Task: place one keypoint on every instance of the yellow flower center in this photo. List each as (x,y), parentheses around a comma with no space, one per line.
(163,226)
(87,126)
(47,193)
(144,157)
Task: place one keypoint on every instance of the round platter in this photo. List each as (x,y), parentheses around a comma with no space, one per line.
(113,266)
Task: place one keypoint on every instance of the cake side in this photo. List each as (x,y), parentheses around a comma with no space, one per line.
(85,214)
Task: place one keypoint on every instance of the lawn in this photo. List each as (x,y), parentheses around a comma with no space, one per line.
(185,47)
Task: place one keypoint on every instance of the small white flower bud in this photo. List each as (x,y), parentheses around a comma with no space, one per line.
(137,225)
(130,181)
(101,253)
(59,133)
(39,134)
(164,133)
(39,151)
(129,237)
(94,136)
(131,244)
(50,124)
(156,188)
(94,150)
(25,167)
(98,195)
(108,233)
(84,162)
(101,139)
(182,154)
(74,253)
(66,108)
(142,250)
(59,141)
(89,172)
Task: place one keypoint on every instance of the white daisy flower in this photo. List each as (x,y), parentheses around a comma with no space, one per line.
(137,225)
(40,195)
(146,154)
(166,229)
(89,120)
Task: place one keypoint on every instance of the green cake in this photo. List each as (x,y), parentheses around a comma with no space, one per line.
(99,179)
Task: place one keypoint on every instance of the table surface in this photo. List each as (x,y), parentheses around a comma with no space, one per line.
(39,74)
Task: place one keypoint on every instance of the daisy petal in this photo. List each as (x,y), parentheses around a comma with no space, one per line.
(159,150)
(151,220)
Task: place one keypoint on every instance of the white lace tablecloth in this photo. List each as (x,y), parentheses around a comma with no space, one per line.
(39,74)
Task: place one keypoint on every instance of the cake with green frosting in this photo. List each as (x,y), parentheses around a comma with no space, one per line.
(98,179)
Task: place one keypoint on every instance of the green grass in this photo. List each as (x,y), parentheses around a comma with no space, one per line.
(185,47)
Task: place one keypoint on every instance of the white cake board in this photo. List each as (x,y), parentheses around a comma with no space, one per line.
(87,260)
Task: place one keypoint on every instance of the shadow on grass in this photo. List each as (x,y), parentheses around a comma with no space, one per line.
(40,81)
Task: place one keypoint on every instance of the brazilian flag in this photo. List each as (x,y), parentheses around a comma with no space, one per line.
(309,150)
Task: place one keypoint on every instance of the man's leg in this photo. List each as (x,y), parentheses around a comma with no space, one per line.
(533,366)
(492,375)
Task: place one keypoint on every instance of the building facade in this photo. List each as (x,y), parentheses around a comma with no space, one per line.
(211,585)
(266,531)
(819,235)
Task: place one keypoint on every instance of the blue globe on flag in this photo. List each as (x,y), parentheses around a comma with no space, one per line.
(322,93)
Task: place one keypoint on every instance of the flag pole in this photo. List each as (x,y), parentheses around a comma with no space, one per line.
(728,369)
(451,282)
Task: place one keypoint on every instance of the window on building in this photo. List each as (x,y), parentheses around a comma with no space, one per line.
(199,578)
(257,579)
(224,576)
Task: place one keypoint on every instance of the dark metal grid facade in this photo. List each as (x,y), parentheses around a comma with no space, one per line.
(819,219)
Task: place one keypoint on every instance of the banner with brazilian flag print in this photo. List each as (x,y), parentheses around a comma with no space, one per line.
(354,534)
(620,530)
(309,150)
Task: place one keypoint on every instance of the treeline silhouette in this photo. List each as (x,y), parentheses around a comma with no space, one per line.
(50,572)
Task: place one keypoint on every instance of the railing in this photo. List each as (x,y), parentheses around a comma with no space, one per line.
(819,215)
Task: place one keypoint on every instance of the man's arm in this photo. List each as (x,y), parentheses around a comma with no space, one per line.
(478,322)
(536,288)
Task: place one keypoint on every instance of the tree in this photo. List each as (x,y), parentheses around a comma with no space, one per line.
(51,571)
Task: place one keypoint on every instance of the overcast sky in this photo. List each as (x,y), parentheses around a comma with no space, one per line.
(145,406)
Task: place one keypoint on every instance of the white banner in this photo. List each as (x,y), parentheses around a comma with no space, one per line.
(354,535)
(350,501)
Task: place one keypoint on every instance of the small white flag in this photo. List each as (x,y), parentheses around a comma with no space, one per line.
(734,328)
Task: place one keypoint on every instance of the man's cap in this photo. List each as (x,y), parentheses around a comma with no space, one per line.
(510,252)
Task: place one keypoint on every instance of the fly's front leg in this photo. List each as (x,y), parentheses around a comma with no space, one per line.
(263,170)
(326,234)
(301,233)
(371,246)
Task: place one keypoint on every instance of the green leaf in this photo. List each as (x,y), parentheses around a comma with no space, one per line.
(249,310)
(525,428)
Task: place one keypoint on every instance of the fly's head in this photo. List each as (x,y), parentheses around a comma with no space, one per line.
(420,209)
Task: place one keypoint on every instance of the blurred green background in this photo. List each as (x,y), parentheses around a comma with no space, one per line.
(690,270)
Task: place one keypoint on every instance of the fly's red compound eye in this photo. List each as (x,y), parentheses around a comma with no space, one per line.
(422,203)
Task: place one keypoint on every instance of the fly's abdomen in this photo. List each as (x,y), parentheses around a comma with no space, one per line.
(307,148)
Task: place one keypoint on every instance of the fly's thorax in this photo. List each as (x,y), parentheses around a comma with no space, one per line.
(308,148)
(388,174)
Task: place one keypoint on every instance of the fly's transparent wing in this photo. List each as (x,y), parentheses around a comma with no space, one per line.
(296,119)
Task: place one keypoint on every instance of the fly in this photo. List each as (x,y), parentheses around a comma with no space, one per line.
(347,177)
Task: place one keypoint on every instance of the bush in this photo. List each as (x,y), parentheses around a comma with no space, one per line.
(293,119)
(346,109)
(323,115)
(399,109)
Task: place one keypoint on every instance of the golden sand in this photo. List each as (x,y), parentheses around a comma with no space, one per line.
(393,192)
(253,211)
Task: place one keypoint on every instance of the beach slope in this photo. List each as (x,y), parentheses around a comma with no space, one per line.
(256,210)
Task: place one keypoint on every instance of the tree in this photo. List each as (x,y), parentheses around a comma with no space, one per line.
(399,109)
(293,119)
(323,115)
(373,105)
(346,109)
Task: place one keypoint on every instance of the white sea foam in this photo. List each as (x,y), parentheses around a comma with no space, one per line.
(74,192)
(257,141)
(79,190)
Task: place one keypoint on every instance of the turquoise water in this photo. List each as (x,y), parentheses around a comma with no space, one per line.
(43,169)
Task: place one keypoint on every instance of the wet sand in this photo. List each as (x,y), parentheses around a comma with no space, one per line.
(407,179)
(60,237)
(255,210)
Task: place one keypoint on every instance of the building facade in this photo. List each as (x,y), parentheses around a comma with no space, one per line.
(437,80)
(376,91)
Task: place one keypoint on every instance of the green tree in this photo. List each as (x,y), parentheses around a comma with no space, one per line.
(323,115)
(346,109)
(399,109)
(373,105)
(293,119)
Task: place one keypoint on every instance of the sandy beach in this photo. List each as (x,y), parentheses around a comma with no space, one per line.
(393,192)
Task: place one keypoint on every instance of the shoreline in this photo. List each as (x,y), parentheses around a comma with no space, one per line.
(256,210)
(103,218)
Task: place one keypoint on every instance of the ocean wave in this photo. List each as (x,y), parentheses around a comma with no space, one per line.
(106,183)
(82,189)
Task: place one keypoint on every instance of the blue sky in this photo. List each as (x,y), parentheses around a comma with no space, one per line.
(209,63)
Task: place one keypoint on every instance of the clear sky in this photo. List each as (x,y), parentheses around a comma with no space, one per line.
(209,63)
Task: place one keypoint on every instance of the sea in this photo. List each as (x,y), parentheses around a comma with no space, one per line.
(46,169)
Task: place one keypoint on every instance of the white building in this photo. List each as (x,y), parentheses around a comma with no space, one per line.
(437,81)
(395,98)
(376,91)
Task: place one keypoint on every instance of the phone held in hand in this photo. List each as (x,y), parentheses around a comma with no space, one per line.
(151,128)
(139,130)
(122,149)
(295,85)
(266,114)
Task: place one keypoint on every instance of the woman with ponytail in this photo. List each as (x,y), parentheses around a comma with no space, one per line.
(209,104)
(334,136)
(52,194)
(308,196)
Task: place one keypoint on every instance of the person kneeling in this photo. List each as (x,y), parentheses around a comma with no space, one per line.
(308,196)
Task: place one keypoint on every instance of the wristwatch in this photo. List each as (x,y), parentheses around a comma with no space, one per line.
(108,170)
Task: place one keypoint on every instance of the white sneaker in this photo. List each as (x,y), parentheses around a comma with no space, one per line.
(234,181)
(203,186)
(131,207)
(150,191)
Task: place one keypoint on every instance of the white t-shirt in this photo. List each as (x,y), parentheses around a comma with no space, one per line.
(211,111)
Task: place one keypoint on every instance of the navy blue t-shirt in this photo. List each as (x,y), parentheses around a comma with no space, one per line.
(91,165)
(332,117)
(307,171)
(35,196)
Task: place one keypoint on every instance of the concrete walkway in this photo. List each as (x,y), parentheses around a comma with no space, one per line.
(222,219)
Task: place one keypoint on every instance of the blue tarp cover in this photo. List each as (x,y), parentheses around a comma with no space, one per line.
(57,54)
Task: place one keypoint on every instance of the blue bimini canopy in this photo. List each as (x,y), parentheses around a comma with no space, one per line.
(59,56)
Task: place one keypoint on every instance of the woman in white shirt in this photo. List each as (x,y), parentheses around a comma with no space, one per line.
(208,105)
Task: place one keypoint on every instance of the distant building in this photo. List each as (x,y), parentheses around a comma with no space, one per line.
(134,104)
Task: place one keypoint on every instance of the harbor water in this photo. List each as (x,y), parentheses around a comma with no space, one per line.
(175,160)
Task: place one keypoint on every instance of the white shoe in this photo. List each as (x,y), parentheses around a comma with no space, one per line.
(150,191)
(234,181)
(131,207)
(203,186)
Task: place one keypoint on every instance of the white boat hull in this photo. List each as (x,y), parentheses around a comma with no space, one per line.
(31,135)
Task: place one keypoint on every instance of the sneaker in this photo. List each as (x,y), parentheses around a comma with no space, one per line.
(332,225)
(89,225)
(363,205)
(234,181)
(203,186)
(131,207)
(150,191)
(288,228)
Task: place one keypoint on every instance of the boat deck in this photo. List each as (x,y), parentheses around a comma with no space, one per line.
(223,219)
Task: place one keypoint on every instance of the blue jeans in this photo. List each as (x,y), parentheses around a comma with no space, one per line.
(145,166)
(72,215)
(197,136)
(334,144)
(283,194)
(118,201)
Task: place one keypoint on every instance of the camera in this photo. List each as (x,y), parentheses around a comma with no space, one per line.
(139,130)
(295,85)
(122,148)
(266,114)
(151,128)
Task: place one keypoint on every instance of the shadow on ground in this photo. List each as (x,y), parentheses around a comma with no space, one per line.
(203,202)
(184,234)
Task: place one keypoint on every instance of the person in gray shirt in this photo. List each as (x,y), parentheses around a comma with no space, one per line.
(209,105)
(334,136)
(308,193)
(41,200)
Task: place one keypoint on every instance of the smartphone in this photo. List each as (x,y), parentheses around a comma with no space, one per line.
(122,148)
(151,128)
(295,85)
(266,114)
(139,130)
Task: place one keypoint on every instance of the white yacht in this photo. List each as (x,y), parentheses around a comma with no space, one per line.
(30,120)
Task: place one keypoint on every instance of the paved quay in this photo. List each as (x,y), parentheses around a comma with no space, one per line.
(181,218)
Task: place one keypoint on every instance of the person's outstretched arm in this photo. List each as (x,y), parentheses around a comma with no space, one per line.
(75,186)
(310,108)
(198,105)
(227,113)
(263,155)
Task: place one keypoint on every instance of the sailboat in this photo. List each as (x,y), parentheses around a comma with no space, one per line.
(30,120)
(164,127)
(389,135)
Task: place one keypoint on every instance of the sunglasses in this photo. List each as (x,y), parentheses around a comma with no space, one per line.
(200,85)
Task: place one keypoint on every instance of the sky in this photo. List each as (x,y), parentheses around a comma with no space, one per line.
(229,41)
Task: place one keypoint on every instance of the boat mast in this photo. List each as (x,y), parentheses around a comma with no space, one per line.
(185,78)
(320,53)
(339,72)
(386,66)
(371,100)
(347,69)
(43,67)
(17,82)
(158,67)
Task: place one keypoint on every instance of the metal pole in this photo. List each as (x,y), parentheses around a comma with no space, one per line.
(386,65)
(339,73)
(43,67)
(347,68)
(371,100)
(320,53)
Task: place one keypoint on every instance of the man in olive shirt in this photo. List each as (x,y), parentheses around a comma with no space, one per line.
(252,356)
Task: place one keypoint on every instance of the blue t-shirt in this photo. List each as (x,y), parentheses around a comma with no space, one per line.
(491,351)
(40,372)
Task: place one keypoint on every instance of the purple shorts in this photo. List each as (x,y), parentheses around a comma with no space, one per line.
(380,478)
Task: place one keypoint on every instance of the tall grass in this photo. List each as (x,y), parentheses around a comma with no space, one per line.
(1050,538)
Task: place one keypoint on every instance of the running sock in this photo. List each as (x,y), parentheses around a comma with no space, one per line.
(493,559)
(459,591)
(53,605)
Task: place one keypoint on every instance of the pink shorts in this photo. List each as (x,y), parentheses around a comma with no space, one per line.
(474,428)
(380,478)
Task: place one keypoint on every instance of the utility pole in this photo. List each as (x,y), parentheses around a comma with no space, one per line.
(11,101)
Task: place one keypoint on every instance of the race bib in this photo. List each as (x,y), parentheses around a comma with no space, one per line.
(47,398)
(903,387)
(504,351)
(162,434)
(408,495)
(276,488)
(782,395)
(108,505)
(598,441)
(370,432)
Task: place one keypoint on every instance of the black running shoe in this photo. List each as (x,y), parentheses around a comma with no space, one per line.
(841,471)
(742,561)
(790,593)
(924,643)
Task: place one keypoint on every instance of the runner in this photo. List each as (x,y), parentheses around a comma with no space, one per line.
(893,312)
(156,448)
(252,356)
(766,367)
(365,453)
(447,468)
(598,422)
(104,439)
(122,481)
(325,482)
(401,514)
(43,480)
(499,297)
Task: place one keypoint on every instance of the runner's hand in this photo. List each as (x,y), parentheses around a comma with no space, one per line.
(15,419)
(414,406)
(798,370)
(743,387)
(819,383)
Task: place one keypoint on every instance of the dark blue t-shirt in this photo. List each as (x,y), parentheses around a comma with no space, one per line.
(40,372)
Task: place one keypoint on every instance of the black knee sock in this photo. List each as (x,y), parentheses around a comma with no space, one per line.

§ §

WHAT YOU SHOULD DO
Please extract exactly, and only, the lines from the line containing "Task: place one keypoint on every instance of the runner's" through the last line of the records.

TASK RESULT
Task: place one keypoint on every instance of the runner's hand in this photo. List each as (x,y), parentheses around a comma with no space, one per line.
(15,419)
(414,406)
(798,370)
(743,387)
(819,383)
Task: place one keypoint on every instance of the dark blue t-shirt in this photo. List each as (x,y), parentheses around a comma with no space, one per line.
(40,372)
Task: place one keypoint on every instance of the black knee sock in this photo. List each as (x,y), parentheses around a comma with no space, one per line.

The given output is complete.